→ ТЕКСТ ДЛЯ ЧТЕНИЯ:

>>>

Но означает ли это, что чувственный мир бесповоротно отделен от духовного мира? Правы ли гностики, презирая телесную природу и рассматривая ее лишь как нечто, созданное Злой силой? Нет, если духовный мир есть в нас, он существует также и вне нас; если достаточно заглянуть в себя, чтобы его обнаружить, значит, достаточно уметь видеть то, что вне нас, чтобы отыскать его за внешней стороной вещей. Метаморфоза внутреннего взгляда повлечет за собой метаморфозу представления об окружающем мире.
Гностик не умеет правильно смотреть на мир:
«Кто из этих безумцев, считающих себя выше всякой мудрости, имеет представление о прекрасной логичности и мудрости вселенной?.. Но какой смысл спрашивать? Они слепы, не имеют ни чувств, ни разума, а следовательно, не в состоянии созерцать духовный мир, поскольку не умеют видеть даже мир чувственный…»
(II 9, 16, 32)
«Вот картина, на нее смотрят по–разному, разное видят в ней, когда воспринимают глазами технику исполнения и когда распознают в ней материальное отображение того, что существует в Божественной мысли. С каким волнением вспоминаешь тогда о подлинной реальности! Такое состояние рождает любовь. Но один при виде красоты устремляется к ней; другой же настолько ленив мыслью, что красота не побудит его к размышлению, и, видя все великолепие чувственного мира, гармонию его пропорций, царящий в нем чудесный порядок, красоту далеких планет, он и не подумает сказать, охваченный религиозным трепетом: «Как это прекрасно и какая красота должна порождать такую красоту!»
(II 9, 16, 43)
Уметь видеть вещественный мир – значит «дополнять физическое зрение духовным зрением», значит «мощным усилием мысленного зрения проникать сквозь материальную оболочку вещей и прочитывать невидимую глазу формулу, находящую воплощение в их материальности». [5] Этот способ можно было бы назвать методом Линкея, «видевшего даже то, что находится в глубине земли» (V 8, 4, 25). Он позволяет нам выходить за пределы вещественности предметов, чтобы увидеть их форму:
«Представим себе вещественный мир с каждой из его частей в отдельности, и, однако, представим, насколько возможно, все их вместе составляющими одно целое, так что если бы одна из них проявила себя, то немедленно пришло бы и представление о других; например, предположим, что за появлением звездной сферы немедленно следует появление солнца и одновременно остальных планет. Вообразим, что мы видим таким образом землю, море, все живые существа, как бы в прозрачной сфере, где может отразиться все что угодно. Пусть же в душе нашей пребудет светлая картина этой сферы, которая содержит в себе все. Сохрани в себе эту картину, отринув ее вес, величину и вещество, существующие в твоем воображении»
(V 8, 9, 1; см. также II 9, 17, 4).

<<<

→ ЗАДАНИЯ:
1) Перепишите дословно фрагмент текста о чувственном и духовном мире от слов «(II 9, 16, 32)» до слов «(II 9, 16, 43)» включительно.
2) Напишите продолжение текста о чувственном и духовном мире, начиная сразу после его последней фразы.

→ ПРЕДОСТАВЛЕННЫЕ ЗАПИСИ:
>>>

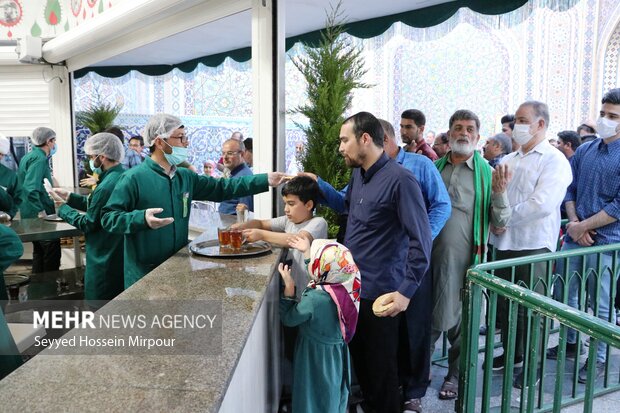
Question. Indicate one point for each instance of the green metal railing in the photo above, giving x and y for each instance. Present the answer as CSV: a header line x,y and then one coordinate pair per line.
x,y
533,299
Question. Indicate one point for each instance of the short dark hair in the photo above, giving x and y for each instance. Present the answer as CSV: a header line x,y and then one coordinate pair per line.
x,y
306,188
570,137
415,115
248,144
613,97
366,122
586,128
464,114
540,110
115,130
139,138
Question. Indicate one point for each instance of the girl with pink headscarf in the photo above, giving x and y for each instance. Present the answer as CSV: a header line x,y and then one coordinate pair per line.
x,y
326,315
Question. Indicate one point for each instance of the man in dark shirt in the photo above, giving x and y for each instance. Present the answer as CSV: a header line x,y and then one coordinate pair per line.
x,y
391,242
412,123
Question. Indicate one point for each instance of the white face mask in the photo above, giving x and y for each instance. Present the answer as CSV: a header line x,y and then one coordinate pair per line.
x,y
521,134
606,128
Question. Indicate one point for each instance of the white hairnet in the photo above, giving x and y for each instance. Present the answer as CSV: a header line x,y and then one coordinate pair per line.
x,y
41,135
161,125
107,144
4,144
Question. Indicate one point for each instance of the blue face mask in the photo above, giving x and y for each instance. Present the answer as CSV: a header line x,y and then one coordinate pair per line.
x,y
94,168
178,155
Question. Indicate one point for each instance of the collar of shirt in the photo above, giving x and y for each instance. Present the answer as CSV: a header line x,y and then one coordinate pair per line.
x,y
607,147
238,169
159,169
469,162
543,147
367,175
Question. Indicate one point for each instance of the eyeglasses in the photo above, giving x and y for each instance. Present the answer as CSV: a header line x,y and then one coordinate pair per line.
x,y
184,139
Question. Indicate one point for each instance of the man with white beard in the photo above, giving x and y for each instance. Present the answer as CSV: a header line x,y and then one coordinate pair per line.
x,y
478,195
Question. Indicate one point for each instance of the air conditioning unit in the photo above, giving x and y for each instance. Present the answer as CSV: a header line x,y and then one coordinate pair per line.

<<<

→ ОТВЕТЫ:
1)
(II 9, 16, 32)
«Вот картина, на нее смотрят по–разному, разное видят в ней, когда воспринимают глазами технику исполнения и когда распознают в ней материальное отображение того, что существует в Божественной мысли. С каким волнением вспоминаешь тогда о подлинной реальности! Такое состояние рождает любовь. Но один при виде красоты устремляется к ней; другой же настолько ленив мыслью, что красота не побудит его к размышлению, и, видя все великолепие чувственного мира, гармонию его пропорций, царящий в нем чудесный порядок, красоту далеких планет, он и не подумает сказать, охваченный религиозным трепетом: «Как это прекрасно и какая красота должна порождать такую красоту!»
(II 9, 16, 43)

2)
Этот метод являет нашему взору мир форм, по сути просто чувственный мир, освобожденный от своих материальных условий, то есть сведенный к своей Красоте:
«Отчего ослепительна красота знаменитой Елены, из-за которой столько сражались, или женщин, подобных Афродите?.. Нас постоянно волнует форма… Красота волнует нас, когда проникает к нам в душу; но ведь глазами воспринимается лишь форма»
(V 8, 2, 9–26)
Следовательно, волнение, которое вызывает в нас видимая красота, обусловлено Формой, воплощаемой телом. Мир Форм может пробуждать в нас чувственное волнение, он воспринимается с наслаждением, какого не могла бы дать никакая вещественная реальность:
«Все здесь полно жизни и как бы вскипает. Это подобно потоку, исходящему из одного источника; его нельзя сравнить с единым дыханием или теплом, но скорее с единым свойством, объединяющим все свойства, с нежностью, сочетающейся с ароматом, где вкус вина соединялся бы со всеми другими привкусами и всеми оттенками; здесь – все свойства, воспринимаемые осязанием и слухом. Все тут – мелодия, все – ритм»
(VI 7, 12, 22)
В этой вселенной Чистых форм, где каждая Форма наличествует в чистом виде, существует полное взаимопроникновение:
«Все прозрачно, нет ничего темного или непроницаемого, каждый ясен для всех до самых своих глубин; это свет в свете. Каждый несет в себе все и видит все, что есть в других, все есть везде, все цельно, каждый есть цельность, совершенству нет предела»
(V 8, 4, 4)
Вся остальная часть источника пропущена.